── Angezeigter Text ──

Evangelische Gemeinde erträgt Hasstiraden im Netz

"Allah unser" und die Folgen

Eine evangelische Gemeinde im hessischen Bad Vilbel ist Hassattacken ausgesetzt, nachdem sie eine Veranstaltung mit dem Namen "Allah unser" auf Facebook angekündigt hatte. Der zuständige Pfarrer sagt: "Da stehen wir drüber".

Hasskommentare im Internet / © Lukas Schulze (dpa)
Hasskommentare im Internet / © Lukas Schulze ( dpa )

DOMRADIO.DE: Es ist eine Veranstaltungsreihe, mit der Sie ein ein wenig provozieren wollen, das ist in dem Fall wahrscheinlich ein bisschen zu gut gelungen?

Klaus Neumeier (Pfarrer der evangelischen Christusgemeinde in Bad Vilbel): Ja und nein. Hier vor Ort haben wir sehr positive Resonanz gehabt, die Veranstaltung war auch sehr gut besucht. Und da gab es überhaupt keine Probleme. Es war ein sehr guter Dialog mit Muslimen, die hier auch in Bad Vilbel vor Ort leben, sich hier auch organisiert haben. Und da ging es dann um die Frage nach den Gottesbildern, die wir in unseren Religionen haben. Was ist gemeinsam, wo gibt es auch Unterschiede? Das war hier überhaupt kein Thema ...

───
── Vorliegende Einträge ──

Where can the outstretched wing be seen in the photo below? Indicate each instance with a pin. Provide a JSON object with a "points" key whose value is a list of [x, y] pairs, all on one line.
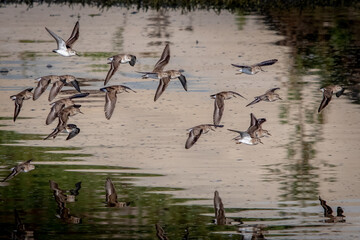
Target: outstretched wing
{"points": [[164, 59], [74, 36]]}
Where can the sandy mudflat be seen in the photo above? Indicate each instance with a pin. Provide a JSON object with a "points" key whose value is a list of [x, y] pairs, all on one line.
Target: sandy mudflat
{"points": [[151, 135]]}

───

- **Zu lösende Aufgaben**
A: Unter welchem Namen hat die Gemeinde laut dem Text über die Hassattacken auf die Gemeinde in Bad Vilbel ihre Veranstaltung auf Facebook angekündigt?
B: Gib aus dem Text über die Hassattacken auf die Gemeinde in Bad Vilbel den Abschnitt von „DOMRADIO.DE: Es ist“ bis „zu gut gelungen?“ wortgetreu wieder.
C: Schreibe den Text über die Hassattacken auf die Gemeinde in Bad Vilbel im Anschluss an seinen letzten Satz weiter.

- **Lösungen**
A: Unter dem Namen „Allah unser“.

B:
DOMRADIO.DE: Es ist eine Veranstaltungsreihe, mit der Sie ein ein wenig provozieren wollen, das ist in dem Fall wahrscheinlich ein bisschen zu gut gelungen?

C:
DOMRADIO.DE: Und jetzt kommt das große Aber?

Neumeier: Genau! "Aber" deswegen, weil das per Facebook bundesweit geteilt wurde, erkennbar im rechten Milieu. Da ergoss sich dann in der Tat ein kleiner kirchlicher Shitstorm über unsere Gemeinde. Es ist erkennbar, dass das Menschen mit AfD-Hintergrund sind. Und dann sind es ganz viele, bei denen es um Islamophobie geht, also Angst, dass sich der Islam in Deutschland ausbreitet und dass wir dem mit einem solchen Titel Vorschub leisten.

DOMRADIO.DE: Wir reden von 200 bis 250 Kommentaren, die da am vergangenen Wochenende reinkamen, was liest man denn da so?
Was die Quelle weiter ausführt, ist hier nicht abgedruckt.